YOUR GOAL =
Collect each line below that contains the word "tarnished" and copy those lines in the order in which they appear.

EXERCISE MATERIALS =

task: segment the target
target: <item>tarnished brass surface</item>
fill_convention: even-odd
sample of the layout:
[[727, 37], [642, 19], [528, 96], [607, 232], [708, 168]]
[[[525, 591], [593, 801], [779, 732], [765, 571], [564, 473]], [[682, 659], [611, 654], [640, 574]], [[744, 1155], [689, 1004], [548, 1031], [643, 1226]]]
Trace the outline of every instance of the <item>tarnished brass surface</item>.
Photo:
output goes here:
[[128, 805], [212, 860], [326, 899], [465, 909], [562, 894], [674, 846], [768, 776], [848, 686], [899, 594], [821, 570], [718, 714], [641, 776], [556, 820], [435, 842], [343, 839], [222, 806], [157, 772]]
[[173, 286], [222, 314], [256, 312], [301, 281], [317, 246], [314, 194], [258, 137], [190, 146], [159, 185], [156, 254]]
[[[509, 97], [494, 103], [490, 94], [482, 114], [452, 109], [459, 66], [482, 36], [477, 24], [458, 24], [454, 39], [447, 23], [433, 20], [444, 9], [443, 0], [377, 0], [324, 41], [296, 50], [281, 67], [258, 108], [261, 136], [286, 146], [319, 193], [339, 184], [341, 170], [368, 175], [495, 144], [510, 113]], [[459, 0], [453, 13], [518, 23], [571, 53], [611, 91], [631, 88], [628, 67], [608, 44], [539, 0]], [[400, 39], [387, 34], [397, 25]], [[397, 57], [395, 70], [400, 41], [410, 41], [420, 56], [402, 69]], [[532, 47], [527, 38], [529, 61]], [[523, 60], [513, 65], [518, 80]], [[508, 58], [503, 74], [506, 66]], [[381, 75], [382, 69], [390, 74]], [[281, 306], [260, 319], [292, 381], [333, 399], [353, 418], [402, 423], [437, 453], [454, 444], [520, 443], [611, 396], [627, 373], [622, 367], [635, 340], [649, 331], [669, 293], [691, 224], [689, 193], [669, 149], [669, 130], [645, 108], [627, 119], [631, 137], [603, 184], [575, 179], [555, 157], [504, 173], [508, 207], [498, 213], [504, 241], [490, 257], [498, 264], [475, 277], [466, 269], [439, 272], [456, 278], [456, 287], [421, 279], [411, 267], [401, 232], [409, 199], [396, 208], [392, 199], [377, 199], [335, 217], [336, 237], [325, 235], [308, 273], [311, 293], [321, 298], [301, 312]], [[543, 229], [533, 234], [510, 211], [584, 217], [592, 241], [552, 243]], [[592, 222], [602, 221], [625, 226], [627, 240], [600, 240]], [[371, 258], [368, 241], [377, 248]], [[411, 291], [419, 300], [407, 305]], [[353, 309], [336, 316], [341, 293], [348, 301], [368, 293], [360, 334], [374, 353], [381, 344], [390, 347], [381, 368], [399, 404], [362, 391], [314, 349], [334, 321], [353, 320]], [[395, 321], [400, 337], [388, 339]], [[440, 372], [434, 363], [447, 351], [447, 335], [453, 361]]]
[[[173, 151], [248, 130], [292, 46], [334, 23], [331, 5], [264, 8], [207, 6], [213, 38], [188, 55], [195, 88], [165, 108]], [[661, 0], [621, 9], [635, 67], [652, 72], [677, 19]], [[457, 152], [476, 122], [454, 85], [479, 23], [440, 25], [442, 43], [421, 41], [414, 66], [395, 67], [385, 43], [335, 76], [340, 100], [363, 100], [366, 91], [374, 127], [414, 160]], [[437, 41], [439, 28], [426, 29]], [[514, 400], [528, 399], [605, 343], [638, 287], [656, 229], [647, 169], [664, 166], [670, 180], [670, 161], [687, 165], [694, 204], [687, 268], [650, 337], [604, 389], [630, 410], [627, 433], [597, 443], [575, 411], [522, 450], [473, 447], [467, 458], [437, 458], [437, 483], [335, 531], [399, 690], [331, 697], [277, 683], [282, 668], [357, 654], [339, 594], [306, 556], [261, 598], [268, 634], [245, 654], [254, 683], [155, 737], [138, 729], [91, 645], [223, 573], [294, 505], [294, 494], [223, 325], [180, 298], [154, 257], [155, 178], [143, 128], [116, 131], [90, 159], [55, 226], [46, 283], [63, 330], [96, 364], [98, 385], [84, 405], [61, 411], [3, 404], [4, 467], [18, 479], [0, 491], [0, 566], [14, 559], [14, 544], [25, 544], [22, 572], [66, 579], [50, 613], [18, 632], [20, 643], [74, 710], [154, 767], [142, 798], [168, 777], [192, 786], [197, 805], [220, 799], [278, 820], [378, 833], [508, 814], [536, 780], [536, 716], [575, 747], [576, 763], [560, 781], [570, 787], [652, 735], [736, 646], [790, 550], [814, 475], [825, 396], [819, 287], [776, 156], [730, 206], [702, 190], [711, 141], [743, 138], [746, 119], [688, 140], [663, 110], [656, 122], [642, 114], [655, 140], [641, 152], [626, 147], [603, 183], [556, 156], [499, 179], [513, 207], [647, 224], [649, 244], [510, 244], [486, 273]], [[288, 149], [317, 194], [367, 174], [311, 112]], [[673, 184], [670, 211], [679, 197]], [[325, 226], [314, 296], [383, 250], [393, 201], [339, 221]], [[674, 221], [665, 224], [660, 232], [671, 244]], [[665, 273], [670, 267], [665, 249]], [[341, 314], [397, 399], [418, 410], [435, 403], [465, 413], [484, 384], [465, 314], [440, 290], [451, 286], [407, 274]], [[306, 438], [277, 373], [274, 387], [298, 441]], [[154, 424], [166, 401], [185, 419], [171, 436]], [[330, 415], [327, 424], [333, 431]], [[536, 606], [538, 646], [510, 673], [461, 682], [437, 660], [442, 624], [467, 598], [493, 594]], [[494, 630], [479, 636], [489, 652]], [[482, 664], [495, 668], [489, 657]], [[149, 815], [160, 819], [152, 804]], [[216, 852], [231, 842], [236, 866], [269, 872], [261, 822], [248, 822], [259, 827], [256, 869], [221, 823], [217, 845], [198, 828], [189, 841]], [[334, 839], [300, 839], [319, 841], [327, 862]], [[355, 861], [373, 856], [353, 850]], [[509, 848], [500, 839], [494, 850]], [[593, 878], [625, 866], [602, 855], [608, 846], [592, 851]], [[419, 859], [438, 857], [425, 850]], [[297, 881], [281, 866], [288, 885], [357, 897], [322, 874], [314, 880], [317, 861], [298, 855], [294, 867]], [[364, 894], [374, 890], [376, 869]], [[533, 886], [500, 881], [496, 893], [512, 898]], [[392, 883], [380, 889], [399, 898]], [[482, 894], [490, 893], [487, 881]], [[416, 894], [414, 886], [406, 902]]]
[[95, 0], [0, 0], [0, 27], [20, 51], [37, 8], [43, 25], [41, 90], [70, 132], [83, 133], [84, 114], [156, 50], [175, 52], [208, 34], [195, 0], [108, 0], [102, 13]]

EXERCISE ANSWER =
target: <item>tarnished brass surface</item>
Trace the outline of every instance of the <item>tarnished brass surface</item>.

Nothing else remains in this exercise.